▶ EXERCISE PROMPT
Render the lines of the records that run from the one containing "For the benchmark, pin each instance of the white" through the one containing "(1310, 421)", both ends included, as a JSON list of strings with one string per line and blank lines left out.

▶ SUPPLIED ENTRIES
- - -

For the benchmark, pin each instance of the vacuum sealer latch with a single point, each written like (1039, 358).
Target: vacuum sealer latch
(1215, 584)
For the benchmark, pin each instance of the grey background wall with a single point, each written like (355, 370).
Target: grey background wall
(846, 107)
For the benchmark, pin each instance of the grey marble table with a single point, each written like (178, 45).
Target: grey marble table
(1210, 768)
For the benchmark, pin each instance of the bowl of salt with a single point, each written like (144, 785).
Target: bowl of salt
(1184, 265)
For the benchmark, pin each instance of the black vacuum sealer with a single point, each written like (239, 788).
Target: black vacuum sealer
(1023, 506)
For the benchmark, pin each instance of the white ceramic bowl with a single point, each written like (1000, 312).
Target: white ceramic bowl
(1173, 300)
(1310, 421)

- - -

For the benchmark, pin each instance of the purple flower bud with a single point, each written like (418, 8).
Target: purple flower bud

- - -

▶ PROBLEM SOLUTION
[
  "For the benchmark, pin each instance of the white ceramic bowl with a single point, each written like (1000, 312).",
  "Target: white ceramic bowl",
  "(1173, 300)",
  "(1310, 421)"
]